Exercise>
Carry none of the pictures over; write out the complete data exactly.

A block of data>
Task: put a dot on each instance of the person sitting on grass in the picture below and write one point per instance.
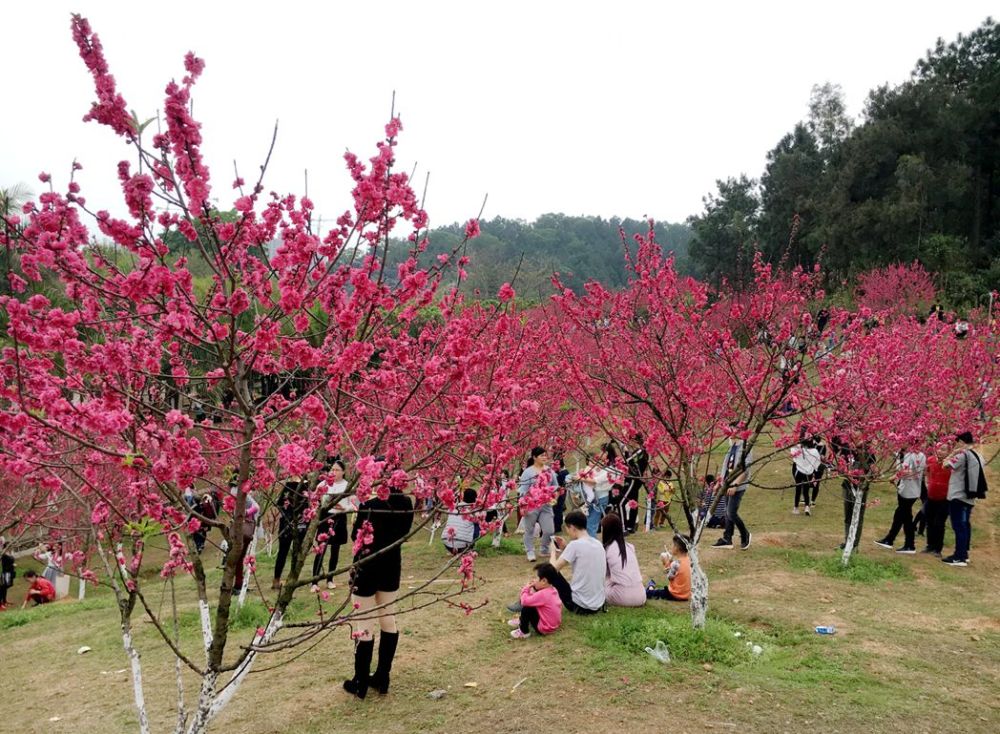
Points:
(40, 591)
(678, 566)
(461, 532)
(585, 595)
(541, 608)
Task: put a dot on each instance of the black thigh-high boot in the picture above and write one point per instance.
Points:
(387, 642)
(358, 685)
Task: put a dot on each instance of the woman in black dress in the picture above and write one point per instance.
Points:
(377, 570)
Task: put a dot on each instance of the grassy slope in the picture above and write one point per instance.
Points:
(917, 641)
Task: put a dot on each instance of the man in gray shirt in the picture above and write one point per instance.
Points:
(585, 594)
(735, 473)
(966, 464)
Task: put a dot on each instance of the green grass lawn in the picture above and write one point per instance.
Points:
(917, 648)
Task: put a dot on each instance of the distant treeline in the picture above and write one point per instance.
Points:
(916, 178)
(579, 248)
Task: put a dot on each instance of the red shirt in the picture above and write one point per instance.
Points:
(46, 590)
(937, 479)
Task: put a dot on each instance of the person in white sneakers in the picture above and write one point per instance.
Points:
(806, 463)
(910, 468)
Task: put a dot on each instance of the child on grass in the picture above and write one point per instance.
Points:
(541, 608)
(678, 566)
(40, 591)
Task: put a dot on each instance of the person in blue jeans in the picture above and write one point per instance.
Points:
(735, 474)
(598, 477)
(965, 464)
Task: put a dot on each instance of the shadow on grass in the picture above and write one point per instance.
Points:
(861, 569)
(20, 617)
(507, 547)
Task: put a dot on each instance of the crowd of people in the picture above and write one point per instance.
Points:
(604, 565)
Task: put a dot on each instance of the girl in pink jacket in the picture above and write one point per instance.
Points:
(541, 608)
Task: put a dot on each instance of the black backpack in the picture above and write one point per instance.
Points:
(981, 488)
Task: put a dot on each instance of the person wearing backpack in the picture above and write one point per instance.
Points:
(966, 485)
(936, 507)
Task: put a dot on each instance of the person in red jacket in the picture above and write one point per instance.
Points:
(936, 508)
(41, 591)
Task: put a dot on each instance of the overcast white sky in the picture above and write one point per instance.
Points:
(627, 108)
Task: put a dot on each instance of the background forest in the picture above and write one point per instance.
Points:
(914, 179)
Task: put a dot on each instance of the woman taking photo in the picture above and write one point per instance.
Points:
(542, 516)
(336, 503)
(376, 573)
(599, 476)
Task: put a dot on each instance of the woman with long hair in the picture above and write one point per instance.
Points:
(538, 463)
(334, 506)
(600, 475)
(623, 581)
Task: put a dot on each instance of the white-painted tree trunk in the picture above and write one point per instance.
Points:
(852, 531)
(699, 590)
(136, 663)
(210, 703)
(206, 696)
(240, 674)
(206, 623)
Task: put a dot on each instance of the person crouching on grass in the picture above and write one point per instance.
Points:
(541, 608)
(678, 567)
(41, 591)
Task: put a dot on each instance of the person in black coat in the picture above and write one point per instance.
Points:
(638, 465)
(291, 507)
(376, 574)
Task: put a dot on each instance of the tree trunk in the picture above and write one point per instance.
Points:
(852, 531)
(229, 690)
(199, 724)
(246, 574)
(136, 664)
(699, 590)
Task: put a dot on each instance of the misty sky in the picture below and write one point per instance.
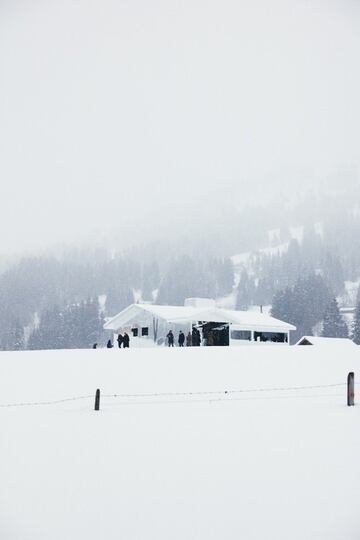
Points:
(123, 115)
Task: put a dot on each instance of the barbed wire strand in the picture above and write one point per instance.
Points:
(174, 394)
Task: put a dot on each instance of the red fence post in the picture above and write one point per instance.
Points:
(97, 400)
(351, 389)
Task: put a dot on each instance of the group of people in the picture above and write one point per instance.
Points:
(123, 340)
(193, 339)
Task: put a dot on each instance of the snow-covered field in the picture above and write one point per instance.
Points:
(274, 465)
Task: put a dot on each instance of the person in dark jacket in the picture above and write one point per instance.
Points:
(126, 340)
(170, 337)
(181, 338)
(120, 340)
(196, 339)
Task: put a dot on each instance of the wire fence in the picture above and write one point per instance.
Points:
(182, 397)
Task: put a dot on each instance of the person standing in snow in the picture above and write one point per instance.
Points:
(126, 341)
(170, 337)
(120, 340)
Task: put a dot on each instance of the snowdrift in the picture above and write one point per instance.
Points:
(209, 444)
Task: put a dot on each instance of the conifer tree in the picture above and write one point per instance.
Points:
(333, 324)
(356, 322)
(245, 291)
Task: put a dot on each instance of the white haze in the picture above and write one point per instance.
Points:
(129, 118)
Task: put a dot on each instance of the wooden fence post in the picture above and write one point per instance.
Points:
(97, 400)
(351, 389)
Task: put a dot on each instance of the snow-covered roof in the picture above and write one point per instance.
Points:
(247, 320)
(324, 341)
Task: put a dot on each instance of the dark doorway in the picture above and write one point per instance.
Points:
(215, 334)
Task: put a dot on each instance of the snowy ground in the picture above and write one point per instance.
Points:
(271, 465)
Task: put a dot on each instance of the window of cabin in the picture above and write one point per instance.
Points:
(274, 337)
(241, 334)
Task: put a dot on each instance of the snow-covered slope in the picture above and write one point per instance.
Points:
(264, 464)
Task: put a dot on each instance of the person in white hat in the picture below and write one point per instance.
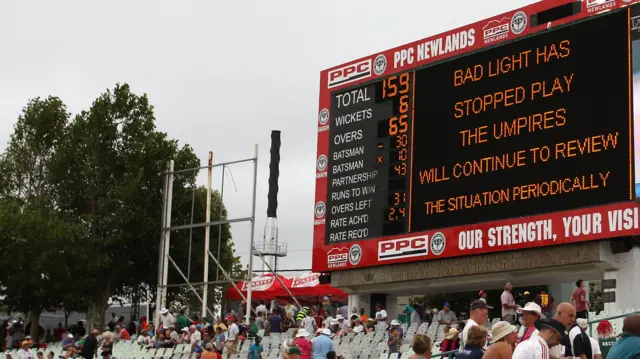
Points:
(595, 346)
(450, 341)
(530, 314)
(503, 337)
(343, 323)
(322, 345)
(357, 326)
(396, 324)
(166, 318)
(303, 343)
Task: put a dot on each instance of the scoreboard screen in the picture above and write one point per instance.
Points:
(539, 125)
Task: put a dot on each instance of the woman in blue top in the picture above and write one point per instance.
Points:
(421, 347)
(255, 350)
(475, 341)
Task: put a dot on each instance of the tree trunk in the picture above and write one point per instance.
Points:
(66, 318)
(34, 319)
(95, 312)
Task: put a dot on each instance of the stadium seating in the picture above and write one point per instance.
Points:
(352, 346)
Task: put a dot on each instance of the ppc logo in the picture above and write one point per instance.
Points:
(323, 117)
(320, 209)
(349, 73)
(518, 22)
(355, 254)
(438, 243)
(402, 248)
(337, 257)
(380, 64)
(321, 164)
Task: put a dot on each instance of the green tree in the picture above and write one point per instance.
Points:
(108, 174)
(35, 237)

Exercise solution>
Task: put a dot on each instance of the person sitting on grass in the picture below and write one point per instance.
Points:
(40, 591)
(678, 566)
(461, 532)
(585, 595)
(541, 608)
Task: put a dot on each instance of the black thigh-high boot in the picture above and write one point per instance.
Points:
(387, 642)
(358, 685)
Task: put a dot on each instance of the woman in black dress in the picture above and write one point per instance.
Points:
(377, 570)
Task: put a dot on each instance of the grassy slope in the picture above and write one point per instance.
Points:
(917, 641)
Task: put a dot on each instance of the man in gray shirt in the picture above and write one point per instance.
Points:
(585, 594)
(735, 473)
(966, 464)
Task: put a dot on each instance of the green grass lawn in the picture above and write one point per instance.
Points:
(917, 648)
Task: put a dot on each instance of the distant treeline in the picture above and write one point per instance.
Points:
(916, 178)
(579, 248)
Task: put a dot on each instance of the red shirt in the picture above and write one point per instance.
Points:
(46, 590)
(937, 479)
Task: put a dot on each instance of the person in white sneakers in the picture above and write one point per instance.
Points:
(806, 463)
(910, 468)
Task: put a dot on each instance of the child on grass in the picture above and write one point per instance.
Points:
(541, 608)
(678, 566)
(40, 591)
Task: put a dot on each instance of the person in blue jeans in the picture above and write one point per instance.
Points:
(735, 474)
(598, 477)
(965, 464)
Task: put a dot on each instance of the shadow on grass in the picture above and write one point per instance.
Points:
(861, 569)
(20, 617)
(507, 547)
Task: put a dot on each instance of the crowd of people in the picture above and write one point per instance.
Points:
(604, 565)
Task: put a dot on each instance of the girl in pink jacket in the picture above and write one point per instance.
Points:
(541, 608)
Task: put a dot on each instance of the black backpack in the picture above and write one point per instance.
Points:
(981, 488)
Task: put a dot on each instance of the person wearing backpack in the picture above and write one point per instance.
Points:
(966, 485)
(936, 507)
Task: put a dot on each instance of the person in red jacket in the picture above and write one point per instance.
Points:
(936, 508)
(41, 591)
Task: put a dot on each instance of the overcast white sky in the picture above and write one point per instance.
Points:
(627, 108)
Task: put a dot on each instance of the background forest in the picture above and write one point per instance.
Points:
(914, 179)
Task: put a dot on each instance of the woman taking photo in the picture above and write one point per instance.
Points:
(542, 516)
(336, 503)
(376, 573)
(599, 476)
Task: put a dot on each instance of the woman with long hair in the picture above and write one point per instance.
Points:
(538, 463)
(334, 506)
(600, 475)
(623, 581)
Task: put a dot on each instance of the white-painted tree trunk in the picture above and write one point per instance.
Points:
(852, 531)
(699, 590)
(136, 663)
(210, 703)
(206, 696)
(240, 674)
(206, 623)
Task: put a dot on each instance of the person crouching on grass in the picture above and write one point per instance.
Points:
(541, 608)
(678, 567)
(41, 591)
Task: put a dot on each instance of the person in black coat in the picture above and write one point per instance.
Points:
(638, 465)
(291, 507)
(376, 574)
Task: put a dot on each instance of the tree trunk in the picture above and write one point per instance.
Points:
(852, 531)
(229, 690)
(199, 724)
(246, 574)
(136, 664)
(699, 590)
Task: put a dot on each instance of the misty sky in the picture below and write one point per instance.
Points:
(123, 115)
Task: put a dot on each instance of the barbed wire strand in the picture above and write one point per instance.
Points:
(174, 394)
Task: put a dot on each instance of the red fence post in the picture above and write one point per instance.
Points:
(97, 400)
(351, 389)
Task: put a dot on each instance of the group of people in the picture above and write one point per instance.
Points:
(123, 340)
(193, 339)
Task: put a dot on each instance of the snow-covered field in the picture above and write one point per instance.
Points:
(274, 465)
Task: put a dot on each instance of the person in dark jacket in the picture above and write one point per instance.
Points:
(126, 340)
(170, 337)
(181, 338)
(120, 340)
(196, 339)
Task: put a dot on each instance of the wire fence in the picture above and write one point per instance.
Points:
(182, 397)
Task: put a dot on each instance of the person standing in snow in the picture above and write one point per instance.
Points:
(126, 341)
(170, 337)
(120, 340)
Task: put a dot on each instance of the snowdrift in the picture above and write one point per instance.
Points:
(209, 444)
Task: put a dot on each instance of the conifer tree in the picture above and write one point per instance.
Points:
(333, 324)
(356, 322)
(245, 291)
Task: put a dot on each instance of the white haze in the picture above and write one point per instance.
Points:
(129, 118)
Task: put a dot on each instance of the wooden fence post in the picture above and write one point per instance.
Points:
(97, 400)
(351, 389)
Task: put a dot on each instance of the snow-covered roof in the picture above and write one point per instance.
Points:
(247, 320)
(324, 341)
Task: put a dot on each instance of the dark doorway in the picture above and write one point per instance.
Points:
(215, 334)
Task: put a dot on each instance of the snowy ground in the picture above and write one point per instance.
Points:
(271, 465)
Task: put a dot on each instance of the window of cabin in the picture above and write one point per instance.
Points:
(274, 337)
(241, 334)
Task: put a dot on each instance of the snow-covered slope in the picture above and write one point per instance.
Points:
(264, 464)
Task: put a dot on each instance of the person in white hat in the picture below and write one point per instance.
Points:
(595, 346)
(450, 341)
(530, 314)
(503, 337)
(343, 323)
(322, 345)
(357, 326)
(396, 324)
(166, 318)
(303, 343)
Task: put a dot on each instance of the scoreboard screen in the picture above and write one point per instance.
Points:
(539, 125)
Task: put a dot on each instance of the woman in blue top in the picture above and write one point per instance.
Points:
(421, 347)
(255, 350)
(475, 341)
Task: put a dot on each instance of the tree trunk in the picture above and write one point per instance.
Points:
(66, 318)
(34, 319)
(95, 312)
Task: put a dot on each instance of the stadium seating in the picture above and write one point per instance.
Points:
(352, 346)
Task: put a dot on each instance of the ppc logo in the picture above and write one point per instance.
Points:
(323, 117)
(320, 209)
(349, 73)
(518, 22)
(355, 254)
(438, 243)
(402, 248)
(337, 257)
(380, 64)
(321, 164)
Task: put a dot on each instance of the green tree in the picture above and write one point per instance.
Points:
(108, 174)
(35, 237)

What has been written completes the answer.